Selected excerpt
# # # # #
On a recent cool Florida morning, light streamed in and broke into beams around the raised-scale texture of an iconic University of Florida holiday display.
Every year before the Holiday Gator is transported to its seasonal home, a UF maintenance team uses an air hose and some lint cloths to freshen it up. No chemical cleaners — they want to preserve the black oxide finish.
On Wednesday, the large, forged steel alligator sculpture that has been placed on the lawn in celebration of the coming holiday season will be illuminated for the first time this year.
The festivities, set for 5 - 6 p.m., will feature performances by members of three UF student groups—the Gator Marching Band, the UF Sunshine Steelers and the UF Concert Choir—as well as hot chocolate, apple cider and other holiday treats. President Kent Fuchs will lead the countdown to the ceremonial lighting of the alligator statue.
When Fuchs commissioned the steel sculpture from metal artist and UF College of the Arts alumna Leslie Tharp in the fall of 2019, he wanted to joyously mark all campus had accomplished through the semester. Wednesday’s celebration will be the second since the statue was created, since last year’s festivities were cancelled due to the pandemic.
The holiday gator serves as a reminder of that pre-pandemic message: the joy of making it through the semester is worth celebration.
Tharp sculpted the Holiday Gator in a two-month sprint, and the UF electric team fit the gator with colored LEDs.
"When I was a student, the sculptures and architecture stood out to me because campus has an air that’s traditional but inviting," Tharp said. "But I never thought I would be an artist contributing to campus."
She earned her bachelor’s degree in fine arts from the UF College of the Arts in 2008 and has been making public art since.
Her workshop-slash-studio is tucked in the back of a small warehouse complex in North Gainesville. Behind two corrugated metal garage doors, ground steel particles cover the floor, black fairy dust from which metallic figures and sculptures are born. A cloud of heavy motor oil smell lingers around a Mayers Brothers Little Giant power hammer, fabricated in 1908. Smaller, hand-held hammers hang from hooks mounted below an anvil forged in 1883. Here, Tharp crafts modern art rooted in a traditional trade.
A life-sized horse sculpture stands mid-stride in the studio, a collaboration she is working on with a local glass artist Sarah Hinds for the Alachua County Agriculture and Equestrian Center.
# # # # #
Dataset

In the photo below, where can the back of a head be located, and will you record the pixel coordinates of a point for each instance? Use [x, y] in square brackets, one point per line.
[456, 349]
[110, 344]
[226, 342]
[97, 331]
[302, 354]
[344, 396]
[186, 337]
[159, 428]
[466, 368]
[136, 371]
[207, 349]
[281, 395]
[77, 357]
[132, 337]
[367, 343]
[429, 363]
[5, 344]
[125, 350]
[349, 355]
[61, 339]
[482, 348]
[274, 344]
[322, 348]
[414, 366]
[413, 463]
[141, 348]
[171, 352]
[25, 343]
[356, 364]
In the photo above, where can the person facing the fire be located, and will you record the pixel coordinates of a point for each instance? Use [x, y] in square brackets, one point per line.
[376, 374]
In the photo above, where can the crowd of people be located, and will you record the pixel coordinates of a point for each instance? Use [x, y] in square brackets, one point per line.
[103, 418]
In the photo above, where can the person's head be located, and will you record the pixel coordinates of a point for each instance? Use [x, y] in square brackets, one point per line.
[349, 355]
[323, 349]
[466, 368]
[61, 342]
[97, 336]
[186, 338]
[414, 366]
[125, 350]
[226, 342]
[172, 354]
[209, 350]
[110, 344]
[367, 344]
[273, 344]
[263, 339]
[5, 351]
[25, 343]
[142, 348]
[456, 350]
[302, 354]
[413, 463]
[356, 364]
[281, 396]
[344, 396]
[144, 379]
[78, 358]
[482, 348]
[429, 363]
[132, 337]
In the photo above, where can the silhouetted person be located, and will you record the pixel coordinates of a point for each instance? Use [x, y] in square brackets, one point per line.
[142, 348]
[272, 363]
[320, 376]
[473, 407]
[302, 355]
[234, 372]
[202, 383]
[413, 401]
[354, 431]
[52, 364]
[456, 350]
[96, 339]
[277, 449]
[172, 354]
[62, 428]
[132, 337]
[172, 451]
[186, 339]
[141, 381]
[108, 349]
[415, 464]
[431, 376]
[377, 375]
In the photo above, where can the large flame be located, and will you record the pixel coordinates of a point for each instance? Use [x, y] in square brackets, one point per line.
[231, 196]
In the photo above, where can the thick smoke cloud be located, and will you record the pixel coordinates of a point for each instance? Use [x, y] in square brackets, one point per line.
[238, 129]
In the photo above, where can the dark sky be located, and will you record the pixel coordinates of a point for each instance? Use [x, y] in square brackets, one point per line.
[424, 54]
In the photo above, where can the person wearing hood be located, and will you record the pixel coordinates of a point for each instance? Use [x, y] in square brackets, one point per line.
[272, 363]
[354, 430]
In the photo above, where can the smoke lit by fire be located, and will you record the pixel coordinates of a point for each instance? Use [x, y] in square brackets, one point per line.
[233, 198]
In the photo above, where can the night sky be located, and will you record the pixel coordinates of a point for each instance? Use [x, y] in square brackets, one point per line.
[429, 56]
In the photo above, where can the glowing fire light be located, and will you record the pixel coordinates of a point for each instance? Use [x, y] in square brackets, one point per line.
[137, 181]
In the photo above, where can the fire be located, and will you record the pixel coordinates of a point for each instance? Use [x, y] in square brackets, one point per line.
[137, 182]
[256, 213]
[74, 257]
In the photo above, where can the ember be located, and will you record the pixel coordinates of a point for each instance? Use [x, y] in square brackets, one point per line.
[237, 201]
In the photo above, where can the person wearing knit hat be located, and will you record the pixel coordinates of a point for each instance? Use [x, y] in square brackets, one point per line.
# # # # #
Activity
Please echo the whole Holiday Gator article back word for word. The rows are separate material and have nothing to do with the Holiday Gator article.

Final answer
On a recent cool Florida morning, light streamed in and broke into beams around the raised-scale texture of an iconic University of Florida holiday display.
Every year before the Holiday Gator is transported to its seasonal home, a UF maintenance team uses an air hose and some lint cloths to freshen it up. No chemical cleaners — they want to preserve the black oxide finish.
On Wednesday, the large, forged steel alligator sculpture that has been placed on the lawn in celebration of the coming holiday season will be illuminated for the first time this year.
The festivities, set for 5 - 6 p.m., will feature performances by members of three UF student groups—the Gator Marching Band, the UF Sunshine Steelers and the UF Concert Choir—as well as hot chocolate, apple cider and other holiday treats. President Kent Fuchs will lead the countdown to the ceremonial lighting of the alligator statue.
When Fuchs commissioned the steel sculpture from metal artist and UF College of the Arts alumna Leslie Tharp in the fall of 2019, he wanted to joyously mark all campus had accomplished through the semester. Wednesday’s celebration will be the second since the statue was created, since last year’s festivities were cancelled due to the pandemic.
The holiday gator serves as a reminder of that pre-pandemic message: the joy of making it through the semester is worth celebration.
Tharp sculpted the Holiday Gator in a two-month sprint, and the UF electric team fit the gator with colored LEDs.
"When I was a student, the sculptures and architecture stood out to me because campus has an air that’s traditional but inviting," Tharp said. "But I never thought I would be an artist contributing to campus."
She earned her bachelor’s degree in fine arts from the UF College of the Arts in 2008 and has been making public art since.
Her workshop-slash-studio is tucked in the back of a small warehouse complex in North Gainesville. Behind two corrugated metal garage doors, ground steel particles cover the floor, black fairy dust from which metallic figures and sculptures are born. A cloud of heavy motor oil smell lingers around a Mayers Brothers Little Giant power hammer, fabricated in 1908. Smaller, hand-held hammers hang from hooks mounted below an anvil forged in 1883. Here, Tharp crafts modern art rooted in a traditional trade.
A life-sized horse sculpture stands mid-stride in the studio, a collaboration she is working on with a local glass artist Sarah Hinds for the Alachua County Agriculture and Equestrian Center.